Your instructions: Reproduce each line from the first in the data through the line that contains "search: chin" exactly; give nothing else.

Dataset content:
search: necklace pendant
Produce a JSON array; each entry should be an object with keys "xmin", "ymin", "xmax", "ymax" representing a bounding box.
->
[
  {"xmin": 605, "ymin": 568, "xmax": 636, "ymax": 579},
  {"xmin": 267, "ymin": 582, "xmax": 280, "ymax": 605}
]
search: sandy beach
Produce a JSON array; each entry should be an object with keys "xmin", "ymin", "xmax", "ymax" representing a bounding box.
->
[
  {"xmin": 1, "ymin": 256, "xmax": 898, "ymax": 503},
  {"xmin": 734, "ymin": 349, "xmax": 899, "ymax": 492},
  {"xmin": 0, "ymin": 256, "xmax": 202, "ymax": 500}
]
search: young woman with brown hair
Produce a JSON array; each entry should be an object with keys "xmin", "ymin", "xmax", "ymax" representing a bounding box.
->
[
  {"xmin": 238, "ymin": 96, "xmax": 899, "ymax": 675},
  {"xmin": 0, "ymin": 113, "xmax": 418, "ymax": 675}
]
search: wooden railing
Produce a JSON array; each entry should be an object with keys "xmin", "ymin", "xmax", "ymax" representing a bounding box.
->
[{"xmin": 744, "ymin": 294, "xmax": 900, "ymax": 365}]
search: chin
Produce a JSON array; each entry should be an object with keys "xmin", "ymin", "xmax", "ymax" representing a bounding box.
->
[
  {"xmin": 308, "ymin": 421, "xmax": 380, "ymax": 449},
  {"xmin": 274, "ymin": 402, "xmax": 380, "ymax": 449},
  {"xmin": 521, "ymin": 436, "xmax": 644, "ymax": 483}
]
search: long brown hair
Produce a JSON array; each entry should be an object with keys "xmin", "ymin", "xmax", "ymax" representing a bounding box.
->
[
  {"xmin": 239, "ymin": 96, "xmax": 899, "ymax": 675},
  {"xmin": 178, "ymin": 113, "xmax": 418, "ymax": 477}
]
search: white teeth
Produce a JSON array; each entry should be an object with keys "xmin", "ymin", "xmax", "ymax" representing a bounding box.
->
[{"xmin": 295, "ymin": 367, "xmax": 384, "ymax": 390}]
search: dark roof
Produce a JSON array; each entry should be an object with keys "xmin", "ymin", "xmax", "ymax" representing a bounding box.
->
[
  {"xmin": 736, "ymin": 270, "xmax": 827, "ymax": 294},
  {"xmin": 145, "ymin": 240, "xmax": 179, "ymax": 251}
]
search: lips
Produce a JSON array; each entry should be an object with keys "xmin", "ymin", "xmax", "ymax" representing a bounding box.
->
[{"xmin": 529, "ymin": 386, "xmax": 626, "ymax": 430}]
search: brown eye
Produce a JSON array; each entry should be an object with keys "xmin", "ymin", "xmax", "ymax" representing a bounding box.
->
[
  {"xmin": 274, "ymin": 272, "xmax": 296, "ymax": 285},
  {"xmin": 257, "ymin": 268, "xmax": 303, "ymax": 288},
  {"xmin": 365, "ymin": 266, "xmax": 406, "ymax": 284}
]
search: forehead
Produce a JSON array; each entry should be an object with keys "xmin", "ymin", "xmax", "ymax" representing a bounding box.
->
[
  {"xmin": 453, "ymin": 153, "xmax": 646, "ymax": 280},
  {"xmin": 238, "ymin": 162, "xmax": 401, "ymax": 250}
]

Output:
search: necklace pendant
Produce a JSON array; each entry should be an object with keys "xmin", "ymin", "xmax", "ymax" representing a bounding box.
->
[
  {"xmin": 605, "ymin": 568, "xmax": 636, "ymax": 579},
  {"xmin": 267, "ymin": 582, "xmax": 280, "ymax": 605}
]
search: sandy beach
Produce a JSON array; each entry should be an object with keys "xmin", "ymin", "xmax", "ymax" representing a bounding box.
->
[
  {"xmin": 1, "ymin": 256, "xmax": 898, "ymax": 503},
  {"xmin": 734, "ymin": 349, "xmax": 899, "ymax": 492},
  {"xmin": 0, "ymin": 256, "xmax": 202, "ymax": 500}
]
search: young woman with brown hair
Produce a JSON array; each entry should be an object with keys "xmin", "ymin", "xmax", "ymax" representing a bounding box.
->
[
  {"xmin": 238, "ymin": 96, "xmax": 899, "ymax": 675},
  {"xmin": 0, "ymin": 113, "xmax": 418, "ymax": 675}
]
search: wooden railing
Produce a JSON array; each entry should be an object with keys "xmin", "ymin", "xmax", "ymax" representing a bounding box.
->
[{"xmin": 744, "ymin": 294, "xmax": 900, "ymax": 365}]
search: chin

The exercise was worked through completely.